### Görev Tanımı
Aşağıdaki metin parçasında yer alan "O'nu ne uyuklama tutar ne de uyku." cümlesini İngilizceye çeviriniz.

══ Metin Parçası

255

"Allah'tan başka ilâh yoktur. O, ezelî ve ebedî olarak Diri (el-Hayy)dir, yarattıklarını her an gözetip Duran (el-Kayyûm)dır. O'nu ne uyuklama tutar ne de uyku. Göklerde ve yerele ne varsa hepsi O'nundur. O'nun izni olmadan huzurunda kim şefaat edebilir? O, onlar (yaratıklar)in önlerinde olanı da arkalarında olanı da bilir. Onlar O'nun ilminden dilediğinden başkasını kavrayamaz (ihata edemez)lar. O'nun kürsî'si gökleri ve yeri kuşatmış (ihata etmiş)tır. Her ikisini de koruyup gözetmek (hıfzetmek) kendisine ağır gelmez. O, çok yüce (el-A'iiyy)dir, çok büyük (el-A'zıîm) tür."

A- "Allah'tan başka ilâh yoktur."

Yegâne mâbûd Allah'tır (celle celâlühü); ibâdet ancak O'na yaraşır.

B- "O, ezelî ve ebedî olarak Diri'dir, yarattıklarını her an gözetip Duran (el- Hayyü'l-Kayyûm)dır."

Allah (celle celâlühü) ezelî ve ebedî hayât ile diridir. O, her zaman Bâkıîdin O'nun için ölüm ve fena (yok olma) asla yoktur.

════
══ Gösterilen Öğeler

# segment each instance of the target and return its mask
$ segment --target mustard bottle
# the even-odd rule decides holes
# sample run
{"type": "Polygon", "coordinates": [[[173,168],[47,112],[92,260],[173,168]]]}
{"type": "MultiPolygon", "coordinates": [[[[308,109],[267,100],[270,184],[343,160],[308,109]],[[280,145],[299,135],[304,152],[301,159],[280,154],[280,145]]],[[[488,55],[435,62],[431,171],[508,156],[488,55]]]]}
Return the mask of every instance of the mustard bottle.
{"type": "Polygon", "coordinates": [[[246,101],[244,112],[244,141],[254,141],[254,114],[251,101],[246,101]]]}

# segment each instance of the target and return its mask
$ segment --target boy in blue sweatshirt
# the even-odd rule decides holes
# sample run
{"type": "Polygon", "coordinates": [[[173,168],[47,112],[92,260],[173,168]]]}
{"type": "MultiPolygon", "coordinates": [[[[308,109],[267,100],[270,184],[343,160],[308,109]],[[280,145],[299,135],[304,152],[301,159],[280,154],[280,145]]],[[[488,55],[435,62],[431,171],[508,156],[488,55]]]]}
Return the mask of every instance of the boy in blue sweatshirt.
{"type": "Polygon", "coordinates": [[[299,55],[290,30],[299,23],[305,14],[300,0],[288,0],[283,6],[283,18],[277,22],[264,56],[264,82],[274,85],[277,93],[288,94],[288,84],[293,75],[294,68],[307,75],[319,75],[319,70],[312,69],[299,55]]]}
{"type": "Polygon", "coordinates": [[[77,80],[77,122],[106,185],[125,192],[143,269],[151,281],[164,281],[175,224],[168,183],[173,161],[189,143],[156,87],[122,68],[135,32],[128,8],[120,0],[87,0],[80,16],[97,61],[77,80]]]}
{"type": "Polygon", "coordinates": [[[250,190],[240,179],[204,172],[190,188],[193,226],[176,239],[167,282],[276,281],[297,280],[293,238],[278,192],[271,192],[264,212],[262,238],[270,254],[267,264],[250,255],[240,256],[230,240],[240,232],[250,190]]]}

════

### Görev Çözümü
Neither drowsiness nor sleep overtakes Him.